■ EXERCISE AIM:
Gather every line in the items below that contains the word "long". Case counts.

■ RAW DATA:
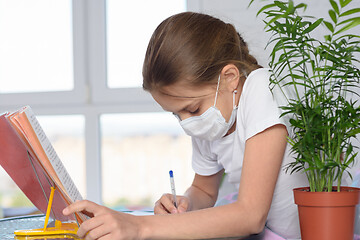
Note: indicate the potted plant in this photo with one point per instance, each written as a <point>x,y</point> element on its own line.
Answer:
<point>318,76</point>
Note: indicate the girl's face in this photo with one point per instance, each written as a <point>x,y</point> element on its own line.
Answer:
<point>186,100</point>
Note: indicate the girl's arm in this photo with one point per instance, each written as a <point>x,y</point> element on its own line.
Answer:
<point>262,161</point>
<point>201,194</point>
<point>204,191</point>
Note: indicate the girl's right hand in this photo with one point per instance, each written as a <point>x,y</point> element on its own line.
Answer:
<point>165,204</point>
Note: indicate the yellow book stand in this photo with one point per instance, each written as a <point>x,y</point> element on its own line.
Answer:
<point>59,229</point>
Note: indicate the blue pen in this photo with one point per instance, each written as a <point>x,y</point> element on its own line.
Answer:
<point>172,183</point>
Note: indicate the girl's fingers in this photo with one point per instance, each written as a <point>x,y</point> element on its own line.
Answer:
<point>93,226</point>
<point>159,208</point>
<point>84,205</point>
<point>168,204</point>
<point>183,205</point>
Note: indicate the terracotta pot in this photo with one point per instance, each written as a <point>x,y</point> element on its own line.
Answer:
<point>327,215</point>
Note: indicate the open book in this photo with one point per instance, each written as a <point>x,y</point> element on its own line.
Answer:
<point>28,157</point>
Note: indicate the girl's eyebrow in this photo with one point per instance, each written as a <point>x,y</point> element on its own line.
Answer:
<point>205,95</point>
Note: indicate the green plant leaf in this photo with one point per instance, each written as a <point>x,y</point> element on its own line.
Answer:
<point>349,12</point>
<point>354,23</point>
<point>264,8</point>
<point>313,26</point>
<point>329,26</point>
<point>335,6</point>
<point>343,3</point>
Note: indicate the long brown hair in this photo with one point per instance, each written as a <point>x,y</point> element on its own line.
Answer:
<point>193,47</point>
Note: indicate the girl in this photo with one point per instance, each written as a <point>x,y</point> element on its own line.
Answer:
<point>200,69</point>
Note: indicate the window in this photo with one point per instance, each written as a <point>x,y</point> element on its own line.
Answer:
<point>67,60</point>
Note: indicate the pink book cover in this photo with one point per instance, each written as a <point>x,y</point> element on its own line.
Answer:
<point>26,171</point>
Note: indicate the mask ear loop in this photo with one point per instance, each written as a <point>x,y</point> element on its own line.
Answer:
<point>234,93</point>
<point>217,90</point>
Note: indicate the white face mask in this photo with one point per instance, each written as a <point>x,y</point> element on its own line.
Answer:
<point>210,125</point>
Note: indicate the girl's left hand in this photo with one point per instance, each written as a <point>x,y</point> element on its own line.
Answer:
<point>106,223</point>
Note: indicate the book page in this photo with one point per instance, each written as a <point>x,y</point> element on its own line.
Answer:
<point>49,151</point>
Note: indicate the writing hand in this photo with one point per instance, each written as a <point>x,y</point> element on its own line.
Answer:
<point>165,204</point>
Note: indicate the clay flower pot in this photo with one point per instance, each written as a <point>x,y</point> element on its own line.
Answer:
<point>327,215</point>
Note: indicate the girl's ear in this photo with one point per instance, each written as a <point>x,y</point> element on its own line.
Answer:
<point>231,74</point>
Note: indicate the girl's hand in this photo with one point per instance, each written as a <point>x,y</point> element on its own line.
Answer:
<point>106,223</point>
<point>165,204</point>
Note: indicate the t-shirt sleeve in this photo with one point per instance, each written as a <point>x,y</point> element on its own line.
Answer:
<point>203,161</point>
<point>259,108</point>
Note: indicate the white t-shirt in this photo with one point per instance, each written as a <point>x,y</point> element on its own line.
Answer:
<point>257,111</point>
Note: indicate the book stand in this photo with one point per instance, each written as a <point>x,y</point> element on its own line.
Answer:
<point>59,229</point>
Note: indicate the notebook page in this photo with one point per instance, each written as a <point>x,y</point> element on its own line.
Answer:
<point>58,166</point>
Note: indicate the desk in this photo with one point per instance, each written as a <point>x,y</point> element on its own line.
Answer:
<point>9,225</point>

...

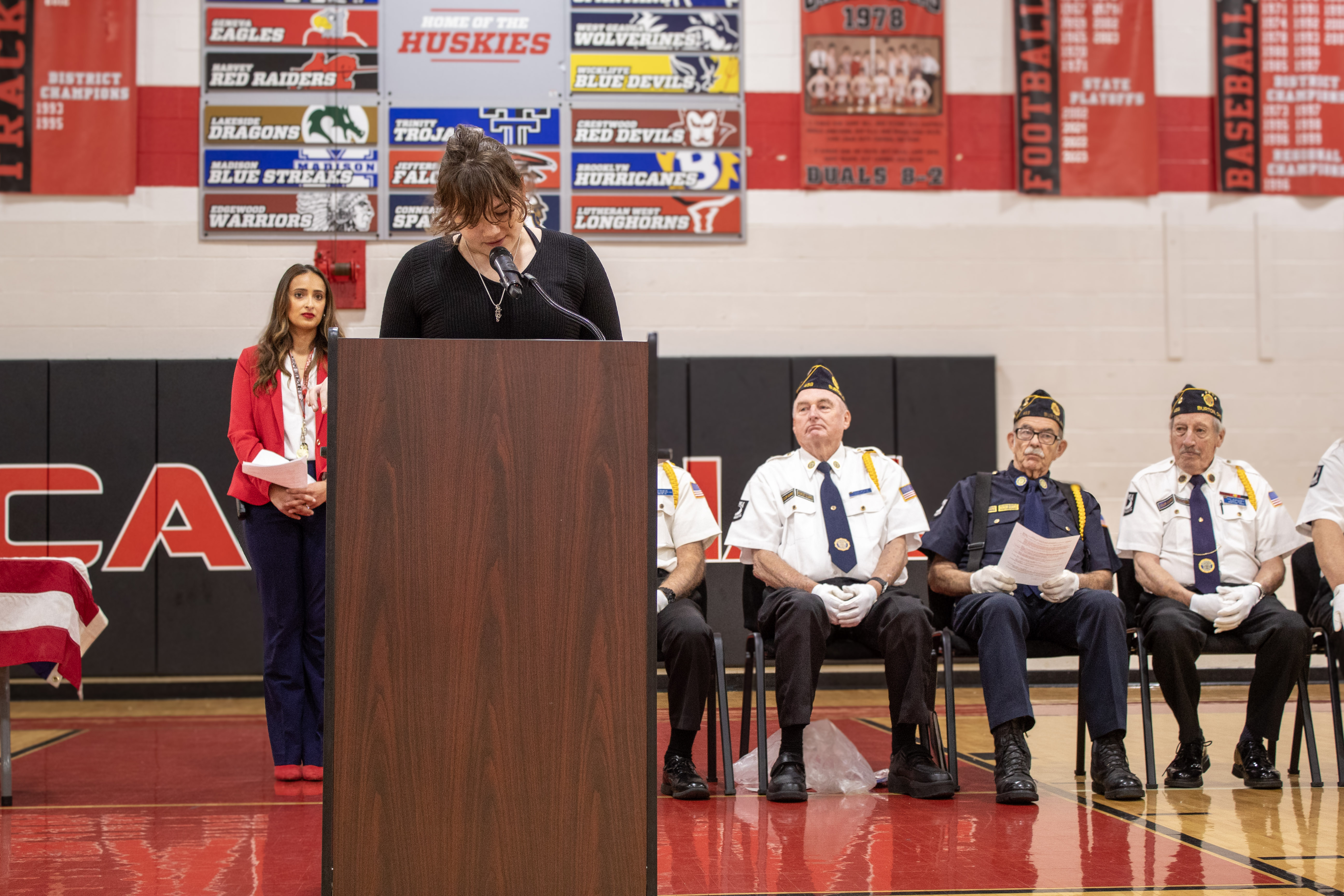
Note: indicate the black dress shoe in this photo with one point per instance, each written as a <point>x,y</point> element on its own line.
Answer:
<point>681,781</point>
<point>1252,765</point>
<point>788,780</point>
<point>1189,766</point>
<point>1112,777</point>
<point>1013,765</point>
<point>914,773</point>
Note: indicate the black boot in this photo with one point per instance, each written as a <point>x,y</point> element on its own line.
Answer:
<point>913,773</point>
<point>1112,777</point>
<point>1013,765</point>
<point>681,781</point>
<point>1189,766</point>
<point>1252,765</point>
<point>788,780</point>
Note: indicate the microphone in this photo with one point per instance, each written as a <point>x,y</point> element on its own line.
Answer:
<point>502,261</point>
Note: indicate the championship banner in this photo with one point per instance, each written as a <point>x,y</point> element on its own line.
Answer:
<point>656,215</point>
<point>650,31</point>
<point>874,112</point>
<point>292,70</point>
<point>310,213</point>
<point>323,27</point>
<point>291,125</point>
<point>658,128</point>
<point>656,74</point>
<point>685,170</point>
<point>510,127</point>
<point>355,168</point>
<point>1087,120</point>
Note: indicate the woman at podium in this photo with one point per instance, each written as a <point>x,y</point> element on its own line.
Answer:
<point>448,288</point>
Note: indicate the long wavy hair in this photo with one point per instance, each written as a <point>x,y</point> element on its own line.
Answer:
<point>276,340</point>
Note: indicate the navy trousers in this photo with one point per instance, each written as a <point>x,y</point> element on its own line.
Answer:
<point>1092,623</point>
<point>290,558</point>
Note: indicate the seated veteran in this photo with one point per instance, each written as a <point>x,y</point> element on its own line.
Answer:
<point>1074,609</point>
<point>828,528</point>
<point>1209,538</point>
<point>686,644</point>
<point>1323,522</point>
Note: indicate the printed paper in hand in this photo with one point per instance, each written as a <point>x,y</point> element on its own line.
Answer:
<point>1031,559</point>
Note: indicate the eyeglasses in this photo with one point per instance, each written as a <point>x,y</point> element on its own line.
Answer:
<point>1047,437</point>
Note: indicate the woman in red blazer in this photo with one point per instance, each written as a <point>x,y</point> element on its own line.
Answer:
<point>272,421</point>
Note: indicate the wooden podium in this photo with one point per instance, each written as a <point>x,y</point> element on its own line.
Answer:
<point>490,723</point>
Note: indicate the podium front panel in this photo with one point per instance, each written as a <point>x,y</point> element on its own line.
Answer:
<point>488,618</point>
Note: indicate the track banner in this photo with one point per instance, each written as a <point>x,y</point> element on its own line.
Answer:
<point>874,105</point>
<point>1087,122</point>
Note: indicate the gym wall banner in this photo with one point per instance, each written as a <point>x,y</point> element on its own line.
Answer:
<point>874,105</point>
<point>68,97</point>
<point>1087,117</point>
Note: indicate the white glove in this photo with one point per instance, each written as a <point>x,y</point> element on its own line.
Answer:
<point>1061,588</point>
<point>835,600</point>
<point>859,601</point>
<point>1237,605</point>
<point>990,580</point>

■ EXERCISE SOLUTION:
Note: indicate the long brown hair in this photo with one point per instance, each written as a <point>x,y</point> element on its own line.
Note: indicate the long wavy hair in this photo with one point per instance, each written as a <point>x,y</point> element on its own line.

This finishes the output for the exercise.